Despite persistent conference rumours in Bournemouth, I was completely wrong-footed by Frank Dobson's change of heart over the London mayor's job. I was not alone. The night before it emerged in the Sunday Telegraph , Jack Straw said on Radio 4's Any Questions that Nick Raynsford, the minister who had just declared his candidature, would make a 'brilliant' mayor.

Not now, he won't. Dobbo has thought it over and decided that Jeffrey Archer and Ken Livingstone are 'two people who have to be stopped'. He's sorted out family privacy problems (wife Janet has left her Hackney council job) and bowed to pressure from London MPs and activists.

He's not Blair's official champion - that would be damaging. But he's close to being it. I am assured that he will stay on as health secretary until Labour has picked him or Ken as candidate in mid-November when (I suspect) the People's Mo will take over at the DoH.

All the same, I couldn't help smiling when I heard Dick Whittington getting into his stride at the conference rostrum. Mr Dobson has taken to using Blairite language (the NHS is threatened by 'the forces of conservatism' from both right and left, it seems) and to including the loyal 'as Tony Blair said' phrase.

The PM may have declared that 'the class war is over' - but not while Dobbo's alive, it isn't. He railed against the Tory denial that inequalities in health exist. He rejoiced in the fact that the new NHS walk-in centre in Birmingham has taken over premises vacated by the private sector ('who says the NHS can't compete and can't be top quality?'). He warned that the wicked Hague-ites still plot to privatise the whole service, which they don't.

This was no conference pandering to the rank and file, though it is fascinating to see how the likes of Dobson, Gordon Brown and John Prescott can easily find the party's G-spot in a way that eludes Mr Blair.

At a fringe meeting to extol the importance of genetic research to the NHS, he warned against the dangers of 'hereditary healthcare'.

What? Yes, the idea that private insurance companies won't take on people with 'pre-existing conditions' and prefer to cherry-pick the healthy and better off. Genetic testing and a comprehensive NHS will 'deal a body-blow to the Tory Party and Tory newspapers, the advocates of private insurance-based healthcare systems'.

This is all futuristic stuff, and I wish I could be so confident of the outcome. But what of the here and now?

- - -

What you have to do:
Copy the column on Frank Dobson's run for London mayor word for word, from "This was no" to "of 'hereditary healthcare'.".

Data segment:
- - -

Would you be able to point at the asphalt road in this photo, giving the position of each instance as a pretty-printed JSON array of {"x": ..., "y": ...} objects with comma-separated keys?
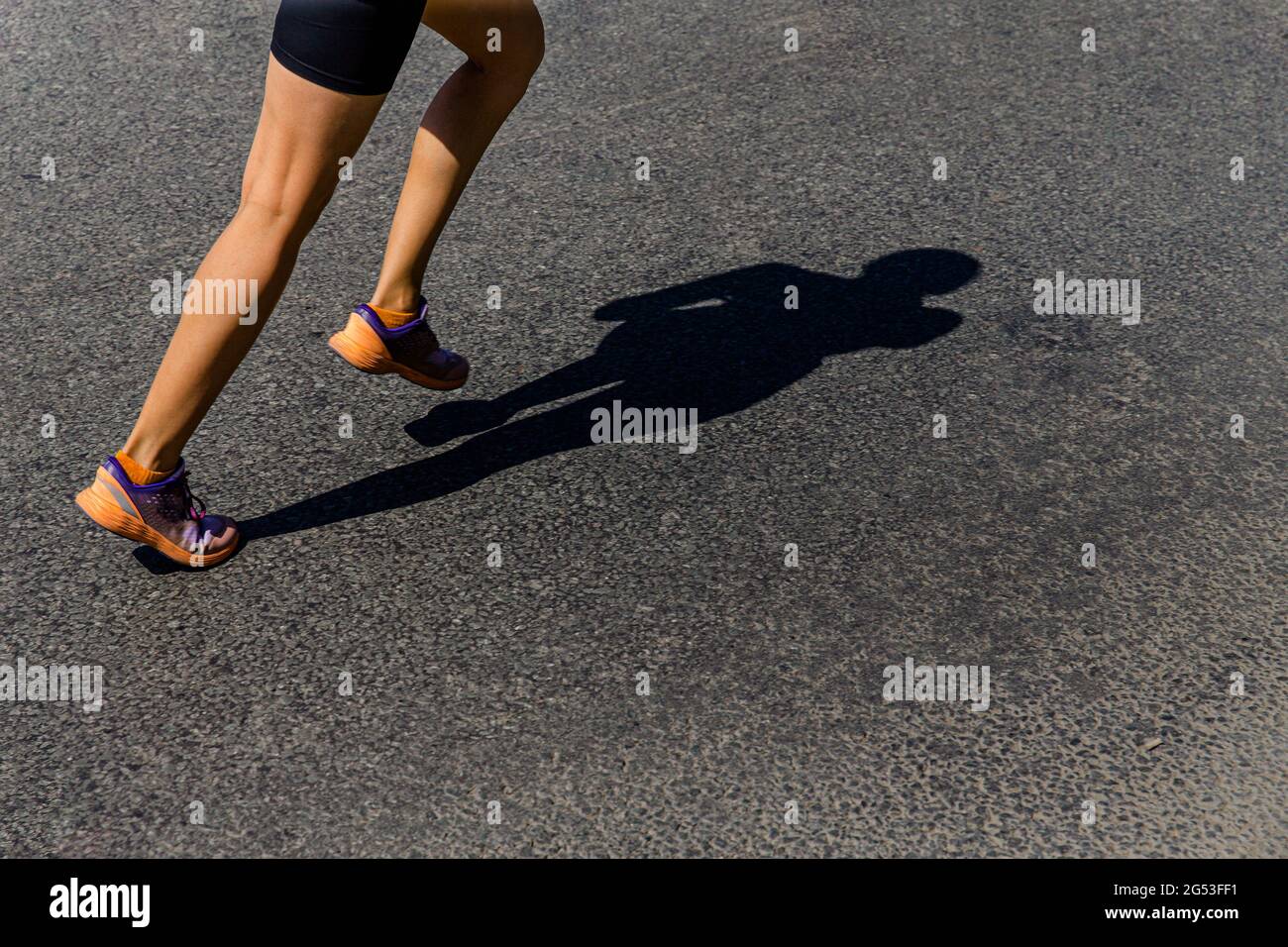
[{"x": 518, "y": 684}]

- - -

Reply to the task:
This was no conference pandering to the rank and file, though it is fascinating to see how the likes of Dobson, Gordon Brown and John Prescott can easily find the party's G-spot in a way that eludes Mr Blair.

At a fringe meeting to extol the importance of genetic research to the NHS, he warned against the dangers of 'hereditary healthcare'.